Castle Crashers -66%

Call of Duty: Modern Warfare 3 -50%

Jules: I’ve not played Modern Warfare 3 on the PC but a lot of the problems carry from the console over, the maps released for the game simply aren’t as good as those in previous titles, nor those in Black Ops 2. While, no doubt, a polished game and fun online (do not get this game for singleplayer, it’s exploding pants) I wouldn’t say it’s worth it for this price.

Legend of Grimrock -75%

Paul: I don’t know anyone who hasn’t raved about this modern take on old-school dungeon-crawling and it’s now available for the price of a cup of coffee. Or a big sandwich. Now, I’m not saying you should forego your daily coffee or skip that whole sandwich thing you’ve got going on, but let’s put these prices in context, eh?

Counter Strike: Global Offensive -67%

Jules: This is the cheapest I’ve seen Global Offensive since release, and, considering that was a month ago, this is silly cheap. It’s the most accessible version of Counter-Strike on the market and does a damn good job of making it fun for the old-timers too.

My advice if you to pick it up is to play the gun game modes, they introduce you to each of the weapons by having each kill move you up a hierarchy. It’s like a taste test for all the different variants on offer. After an afternoon of gun game you’ll know what weapons you like and how to best use them.

Rob: I heartily endorse CS:GO. It’s a fun throwback, with a fast pace and crisp controls that have become increasingly rare in shooters. It might be unforgiving, but it’s also intense. There are no second chances here. Also, it’s fantastic to have both teams run into each other in someone parlor, then backpedal out and have an entire gunbattle take place blind, with everyone emptying clips through the walls.

Alan Wake Franchise -75%

Jules: I’ve only played a short while on Alan Wake, the first three chapters of what feels like a much larger game, but I’ve really enjoyed a lot of it and been bored by some of it. Starting with the positive, it’s a brilliantly realised Twin Peaks style North American small town – right out of pulp horror books – once an industrial focus, the closing of mines has marked the start of a slow decline, buildings are old and rundown, bars are frequented, population dwindling. Remedy’s use of light, too, is much stronger than in a lot of games. Night time, dusk, full daylight, they all frame the landscape memorably.

Its main fault is that the combat is dry and repeating. Your enemies are ghostly figures cloaked in dark, before you can harm them you must break through their shell with a flashlight, then shoot them with whatever gun you have in hand. It doesn’t get more interesting than that, from what I’ve played.

If you’re a gaming sightseer, buy it; if you’re expecting another Max Payne then give it a miss.

● **Actions to take**
[a] In the game sale roundup, which modes does Jules advise new Counter Strike: Global Offensive players to play?
[b] Carry the game sale roundup on from its final line.

● **Provided information**
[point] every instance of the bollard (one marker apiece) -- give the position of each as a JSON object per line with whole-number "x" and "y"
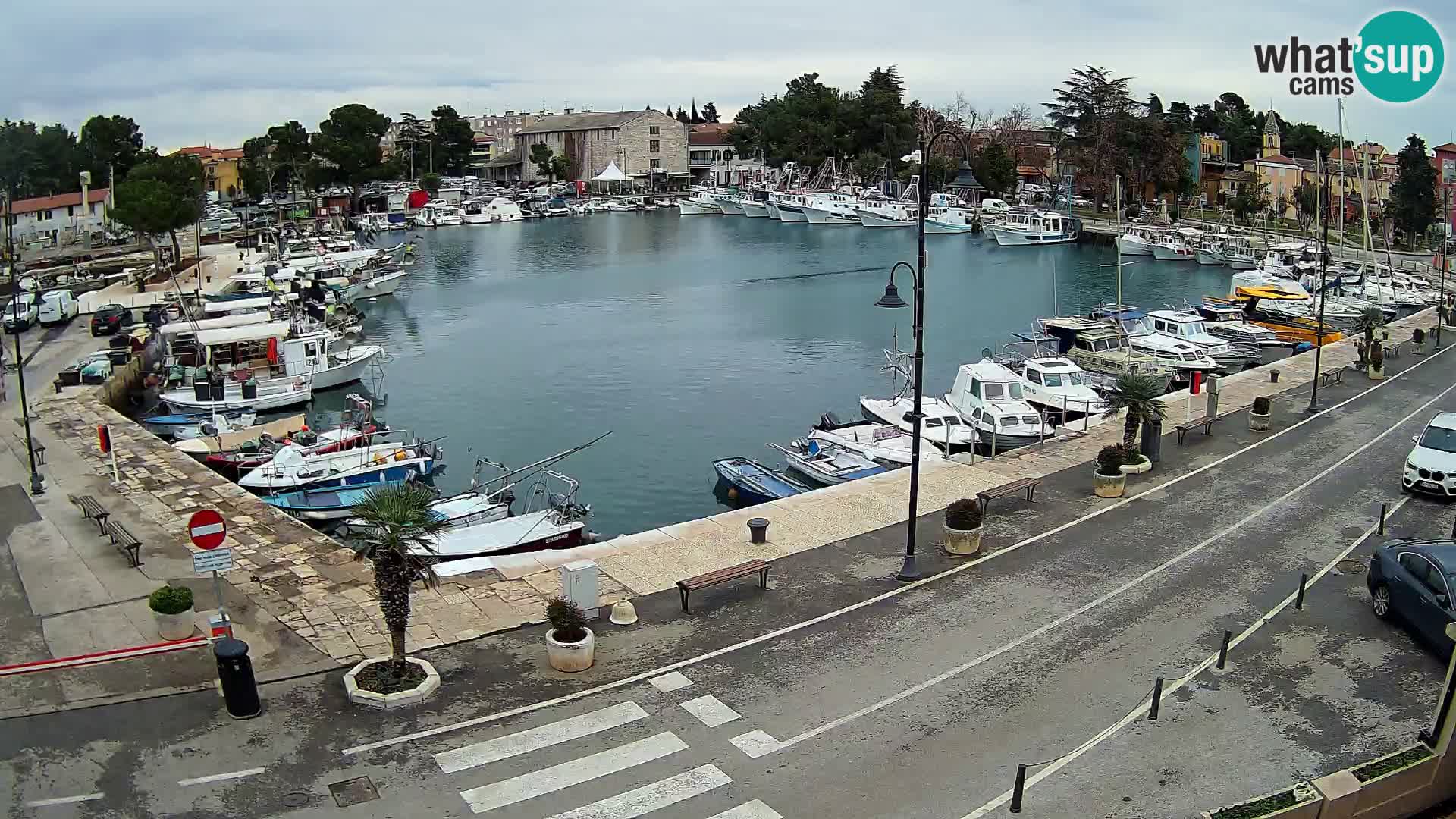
{"x": 758, "y": 529}
{"x": 1018, "y": 789}
{"x": 235, "y": 672}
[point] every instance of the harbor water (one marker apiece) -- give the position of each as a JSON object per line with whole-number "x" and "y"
{"x": 695, "y": 338}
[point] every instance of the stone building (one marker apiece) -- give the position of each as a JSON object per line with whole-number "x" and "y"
{"x": 648, "y": 146}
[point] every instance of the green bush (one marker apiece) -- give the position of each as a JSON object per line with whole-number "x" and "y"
{"x": 566, "y": 620}
{"x": 963, "y": 515}
{"x": 171, "y": 599}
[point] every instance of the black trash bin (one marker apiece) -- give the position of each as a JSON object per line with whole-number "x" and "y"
{"x": 235, "y": 670}
{"x": 1152, "y": 444}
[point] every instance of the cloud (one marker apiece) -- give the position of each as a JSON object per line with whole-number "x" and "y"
{"x": 206, "y": 74}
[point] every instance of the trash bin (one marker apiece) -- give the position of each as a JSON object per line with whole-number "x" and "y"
{"x": 235, "y": 672}
{"x": 1152, "y": 444}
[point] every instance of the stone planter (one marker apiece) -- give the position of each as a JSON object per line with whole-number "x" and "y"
{"x": 571, "y": 656}
{"x": 1109, "y": 485}
{"x": 963, "y": 541}
{"x": 400, "y": 698}
{"x": 1144, "y": 465}
{"x": 175, "y": 627}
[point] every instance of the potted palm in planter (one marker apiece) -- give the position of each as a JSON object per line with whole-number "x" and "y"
{"x": 570, "y": 645}
{"x": 1260, "y": 414}
{"x": 400, "y": 534}
{"x": 172, "y": 607}
{"x": 1141, "y": 395}
{"x": 1109, "y": 479}
{"x": 963, "y": 528}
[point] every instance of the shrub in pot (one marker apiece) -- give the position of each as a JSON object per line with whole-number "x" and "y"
{"x": 1109, "y": 479}
{"x": 570, "y": 645}
{"x": 963, "y": 526}
{"x": 172, "y": 607}
{"x": 1260, "y": 414}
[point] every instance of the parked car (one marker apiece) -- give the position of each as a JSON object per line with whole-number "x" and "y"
{"x": 109, "y": 318}
{"x": 1432, "y": 464}
{"x": 1413, "y": 580}
{"x": 22, "y": 311}
{"x": 58, "y": 306}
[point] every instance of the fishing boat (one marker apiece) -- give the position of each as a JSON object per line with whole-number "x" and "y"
{"x": 748, "y": 482}
{"x": 883, "y": 444}
{"x": 826, "y": 464}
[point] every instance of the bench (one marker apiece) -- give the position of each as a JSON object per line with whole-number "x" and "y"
{"x": 723, "y": 576}
{"x": 1206, "y": 423}
{"x": 126, "y": 541}
{"x": 92, "y": 510}
{"x": 1030, "y": 484}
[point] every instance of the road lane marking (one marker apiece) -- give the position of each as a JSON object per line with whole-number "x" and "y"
{"x": 1128, "y": 586}
{"x": 711, "y": 710}
{"x": 756, "y": 744}
{"x": 670, "y": 682}
{"x": 1168, "y": 689}
{"x": 220, "y": 777}
{"x": 573, "y": 773}
{"x": 647, "y": 799}
{"x": 538, "y": 738}
{"x": 64, "y": 799}
{"x": 896, "y": 592}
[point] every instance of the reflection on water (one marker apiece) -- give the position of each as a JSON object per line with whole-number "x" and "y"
{"x": 693, "y": 338}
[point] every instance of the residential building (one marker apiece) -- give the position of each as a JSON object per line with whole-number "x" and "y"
{"x": 648, "y": 146}
{"x": 58, "y": 219}
{"x": 712, "y": 158}
{"x": 220, "y": 174}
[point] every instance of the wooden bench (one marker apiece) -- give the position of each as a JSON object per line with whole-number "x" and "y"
{"x": 92, "y": 510}
{"x": 723, "y": 576}
{"x": 1206, "y": 423}
{"x": 1030, "y": 484}
{"x": 126, "y": 541}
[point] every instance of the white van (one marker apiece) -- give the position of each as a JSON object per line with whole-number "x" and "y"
{"x": 58, "y": 306}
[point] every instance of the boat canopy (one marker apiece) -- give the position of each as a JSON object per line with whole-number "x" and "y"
{"x": 239, "y": 334}
{"x": 220, "y": 322}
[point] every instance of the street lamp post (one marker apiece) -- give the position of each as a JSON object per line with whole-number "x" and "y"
{"x": 892, "y": 299}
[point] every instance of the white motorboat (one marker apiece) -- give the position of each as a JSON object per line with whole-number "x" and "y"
{"x": 989, "y": 397}
{"x": 883, "y": 444}
{"x": 941, "y": 425}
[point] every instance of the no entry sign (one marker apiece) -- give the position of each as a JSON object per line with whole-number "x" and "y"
{"x": 207, "y": 529}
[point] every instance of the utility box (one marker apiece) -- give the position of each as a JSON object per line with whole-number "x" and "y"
{"x": 579, "y": 585}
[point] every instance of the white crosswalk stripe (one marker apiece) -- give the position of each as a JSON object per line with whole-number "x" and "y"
{"x": 538, "y": 738}
{"x": 651, "y": 798}
{"x": 571, "y": 773}
{"x": 748, "y": 811}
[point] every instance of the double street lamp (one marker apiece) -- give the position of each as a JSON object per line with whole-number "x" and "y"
{"x": 892, "y": 299}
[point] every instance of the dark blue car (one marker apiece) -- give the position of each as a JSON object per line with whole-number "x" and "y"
{"x": 1413, "y": 580}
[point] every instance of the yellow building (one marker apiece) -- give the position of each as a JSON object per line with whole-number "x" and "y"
{"x": 218, "y": 169}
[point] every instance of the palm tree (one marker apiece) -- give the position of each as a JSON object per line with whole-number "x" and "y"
{"x": 1138, "y": 394}
{"x": 400, "y": 522}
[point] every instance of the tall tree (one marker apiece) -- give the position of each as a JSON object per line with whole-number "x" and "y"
{"x": 1413, "y": 196}
{"x": 455, "y": 140}
{"x": 348, "y": 140}
{"x": 109, "y": 145}
{"x": 1090, "y": 107}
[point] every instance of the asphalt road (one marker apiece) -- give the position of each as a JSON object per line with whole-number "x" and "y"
{"x": 921, "y": 704}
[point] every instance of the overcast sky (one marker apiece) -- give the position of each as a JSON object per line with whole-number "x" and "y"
{"x": 218, "y": 74}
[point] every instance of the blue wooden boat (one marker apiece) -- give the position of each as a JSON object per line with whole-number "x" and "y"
{"x": 750, "y": 482}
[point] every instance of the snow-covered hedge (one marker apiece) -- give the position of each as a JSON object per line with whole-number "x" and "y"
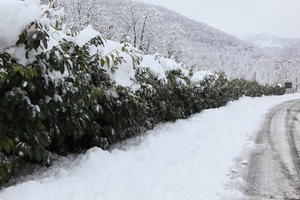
{"x": 63, "y": 93}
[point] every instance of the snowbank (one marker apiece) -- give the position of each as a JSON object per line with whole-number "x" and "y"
{"x": 188, "y": 159}
{"x": 14, "y": 17}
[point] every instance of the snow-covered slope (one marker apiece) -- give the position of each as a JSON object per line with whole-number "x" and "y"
{"x": 14, "y": 17}
{"x": 188, "y": 159}
{"x": 265, "y": 40}
{"x": 202, "y": 46}
{"x": 281, "y": 56}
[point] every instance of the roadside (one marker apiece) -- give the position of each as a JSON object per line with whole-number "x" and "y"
{"x": 274, "y": 169}
{"x": 175, "y": 161}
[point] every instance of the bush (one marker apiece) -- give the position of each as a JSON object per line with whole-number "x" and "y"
{"x": 65, "y": 102}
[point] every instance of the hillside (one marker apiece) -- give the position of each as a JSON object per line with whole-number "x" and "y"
{"x": 283, "y": 55}
{"x": 194, "y": 43}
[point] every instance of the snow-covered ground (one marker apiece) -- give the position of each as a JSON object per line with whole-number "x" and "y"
{"x": 189, "y": 159}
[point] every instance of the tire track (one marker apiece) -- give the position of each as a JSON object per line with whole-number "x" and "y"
{"x": 274, "y": 167}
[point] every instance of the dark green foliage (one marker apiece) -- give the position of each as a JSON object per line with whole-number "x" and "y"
{"x": 65, "y": 102}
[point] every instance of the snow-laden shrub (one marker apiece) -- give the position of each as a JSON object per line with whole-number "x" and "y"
{"x": 59, "y": 96}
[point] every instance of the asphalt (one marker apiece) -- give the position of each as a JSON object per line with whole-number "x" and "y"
{"x": 273, "y": 171}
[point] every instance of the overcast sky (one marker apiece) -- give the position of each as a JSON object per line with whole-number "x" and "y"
{"x": 278, "y": 17}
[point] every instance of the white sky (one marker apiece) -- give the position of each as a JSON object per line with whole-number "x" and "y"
{"x": 278, "y": 17}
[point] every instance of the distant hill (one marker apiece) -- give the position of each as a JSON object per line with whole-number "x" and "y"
{"x": 208, "y": 48}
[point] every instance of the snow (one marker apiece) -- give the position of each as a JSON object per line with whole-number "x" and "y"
{"x": 14, "y": 17}
{"x": 189, "y": 159}
{"x": 86, "y": 35}
{"x": 200, "y": 75}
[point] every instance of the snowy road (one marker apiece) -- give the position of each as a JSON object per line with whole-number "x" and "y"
{"x": 274, "y": 170}
{"x": 190, "y": 159}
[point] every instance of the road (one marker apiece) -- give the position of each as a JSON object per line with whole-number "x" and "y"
{"x": 274, "y": 167}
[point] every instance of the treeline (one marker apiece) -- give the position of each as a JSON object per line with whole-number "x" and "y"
{"x": 41, "y": 117}
{"x": 63, "y": 100}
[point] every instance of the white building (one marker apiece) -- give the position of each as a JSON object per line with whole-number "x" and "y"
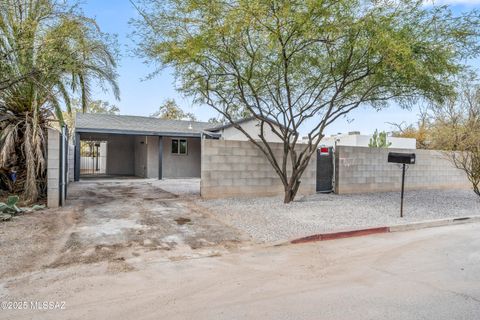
{"x": 355, "y": 139}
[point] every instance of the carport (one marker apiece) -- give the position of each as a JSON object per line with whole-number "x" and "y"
{"x": 119, "y": 146}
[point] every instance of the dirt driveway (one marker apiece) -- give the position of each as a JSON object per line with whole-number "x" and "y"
{"x": 117, "y": 221}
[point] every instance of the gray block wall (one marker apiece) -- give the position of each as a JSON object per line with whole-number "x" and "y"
{"x": 363, "y": 169}
{"x": 53, "y": 168}
{"x": 238, "y": 168}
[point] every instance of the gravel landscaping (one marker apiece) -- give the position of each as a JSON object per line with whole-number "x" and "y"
{"x": 268, "y": 219}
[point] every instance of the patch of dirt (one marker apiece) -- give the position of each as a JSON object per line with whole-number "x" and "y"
{"x": 106, "y": 222}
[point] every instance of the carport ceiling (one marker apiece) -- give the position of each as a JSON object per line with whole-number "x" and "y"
{"x": 135, "y": 125}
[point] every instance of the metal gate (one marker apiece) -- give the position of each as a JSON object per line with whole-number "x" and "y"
{"x": 92, "y": 157}
{"x": 325, "y": 169}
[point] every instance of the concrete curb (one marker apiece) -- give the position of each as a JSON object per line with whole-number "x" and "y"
{"x": 394, "y": 228}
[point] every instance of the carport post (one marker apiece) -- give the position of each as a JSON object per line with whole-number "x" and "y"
{"x": 160, "y": 157}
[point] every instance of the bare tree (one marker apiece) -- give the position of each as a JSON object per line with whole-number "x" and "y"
{"x": 300, "y": 65}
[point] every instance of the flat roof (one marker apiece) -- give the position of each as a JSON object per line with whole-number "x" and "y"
{"x": 137, "y": 125}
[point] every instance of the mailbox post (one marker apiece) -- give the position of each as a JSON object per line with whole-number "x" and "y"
{"x": 404, "y": 159}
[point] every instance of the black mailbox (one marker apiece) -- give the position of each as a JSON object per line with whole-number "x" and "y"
{"x": 405, "y": 158}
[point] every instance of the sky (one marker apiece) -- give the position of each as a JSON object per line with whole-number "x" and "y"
{"x": 143, "y": 97}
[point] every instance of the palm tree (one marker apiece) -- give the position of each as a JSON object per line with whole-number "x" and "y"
{"x": 50, "y": 53}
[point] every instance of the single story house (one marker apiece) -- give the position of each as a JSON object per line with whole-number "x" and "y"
{"x": 146, "y": 147}
{"x": 355, "y": 139}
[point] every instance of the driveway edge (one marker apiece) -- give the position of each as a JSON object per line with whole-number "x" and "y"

● **Answers to the exercise**
[a] The gun game modes.

[b]
Rob: I agree with many of Jules’ criticisms and yet: Alan Wake is one of those games that has stayed with me in the two years since I played it. In the end, I think it is a fascinating meditation (spoilery link) of the creative process and game development, and an intensely personal, self-referential game. That creates a lot of problems, of course, but it also makes it memorable and engaging. I’ll happily take a game with somewhat repetitive combat and pacing issues, if it has so much to say.

Sniper Elite -75%
UK Price: £7.49
US: $12.49

Paul: I’m sorry, but I still can’t take Sniper Elite serious. It’s a game where you can shoot people in the balls.

Jules: And it’s not even very good at that. You’ll tire of the gore-cam pretty quickly and when you do you realise you have a game that’s not a very good sniper simulator, not a very good action game, and flat out not that good. If you do buy it then make sure you turn off the in-game music (it’s annoying as hell and repeats on a short loop – plus it gives away when enemies are near).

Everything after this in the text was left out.